▸ **Work item**:
This exercise calls for the data below to be retyped exactly, minus any images.

[Records shown — start]

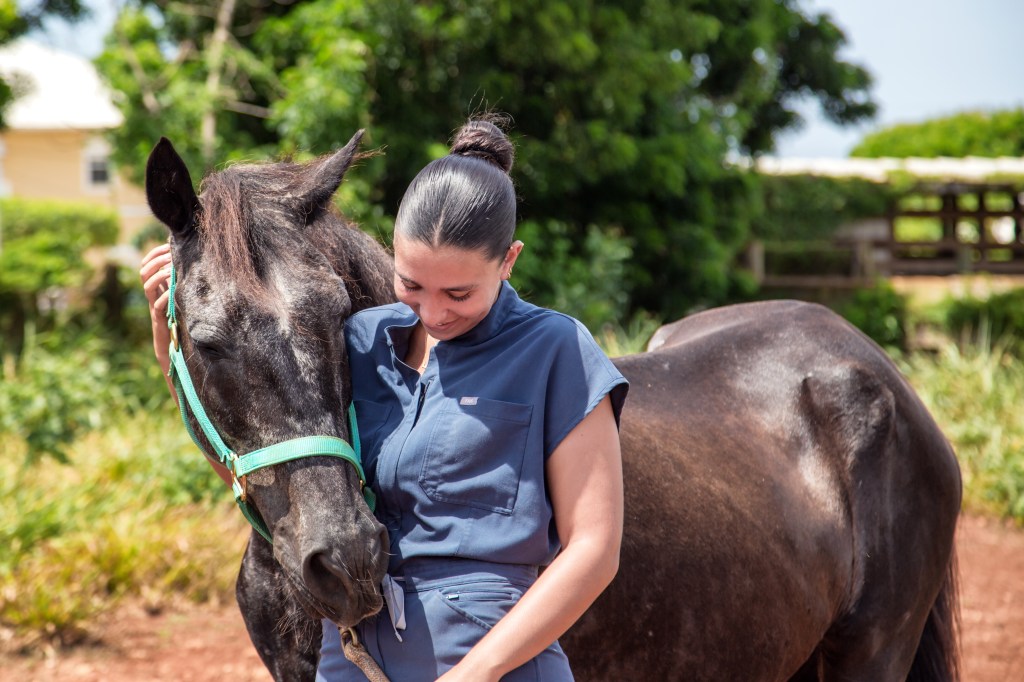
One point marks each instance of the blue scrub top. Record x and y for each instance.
(456, 456)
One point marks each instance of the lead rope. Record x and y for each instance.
(354, 651)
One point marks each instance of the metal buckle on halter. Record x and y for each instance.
(238, 483)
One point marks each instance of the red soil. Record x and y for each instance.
(211, 644)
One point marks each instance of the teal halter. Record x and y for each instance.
(242, 465)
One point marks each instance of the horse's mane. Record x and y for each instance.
(236, 229)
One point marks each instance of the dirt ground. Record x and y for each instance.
(211, 644)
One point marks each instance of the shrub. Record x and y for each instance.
(588, 284)
(880, 312)
(44, 243)
(998, 318)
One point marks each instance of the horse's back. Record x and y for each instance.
(772, 456)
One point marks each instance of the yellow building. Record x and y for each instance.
(54, 145)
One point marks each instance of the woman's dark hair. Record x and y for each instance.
(465, 200)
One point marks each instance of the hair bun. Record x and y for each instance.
(483, 139)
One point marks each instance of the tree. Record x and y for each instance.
(17, 18)
(625, 114)
(967, 134)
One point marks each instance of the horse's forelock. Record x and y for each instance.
(237, 238)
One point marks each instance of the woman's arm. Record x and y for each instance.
(585, 478)
(155, 271)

[Records shown — finish]

▸ **Response**:
One point marks each instance of the blue scrub top. Record x and y for each instance.
(456, 456)
One point marks each instance of the lead rope. Record x and y for each instance.
(354, 651)
One point marks each instance of the metal buckle on halter. Record x and y for each instance.
(238, 483)
One point marks each instance of the red soil. Record x and y for each instance.
(211, 644)
One point marks each instance of the teal halter. Record x and y for each instance.
(242, 465)
One point marks each instance of the horse's mane. Record x and y for each instance.
(236, 229)
One point marks each instance of the dirt ground. Record x and y for each instance.
(211, 644)
One point marks each instance of the shrub. Record x and y for each instance.
(588, 284)
(880, 312)
(44, 243)
(998, 318)
One point marks each instance of the horse's back. Record x and y for each instance.
(772, 456)
One point marks each instance of the yellow building. Record x and y for each instance.
(54, 145)
One point marks each instance of the woman's dark hair. Record x and y for each instance.
(465, 200)
One point marks each instance of the hair bun. Record x and y for each instance.
(483, 139)
One point marks each instance of the tree. Record x and y for each instance.
(17, 18)
(625, 114)
(967, 134)
One point marks each instance of the horse's forelock. Record x and y for each instance.
(237, 238)
One point marks each instance of the woman's arm. Record x and y for each instance.
(585, 478)
(155, 271)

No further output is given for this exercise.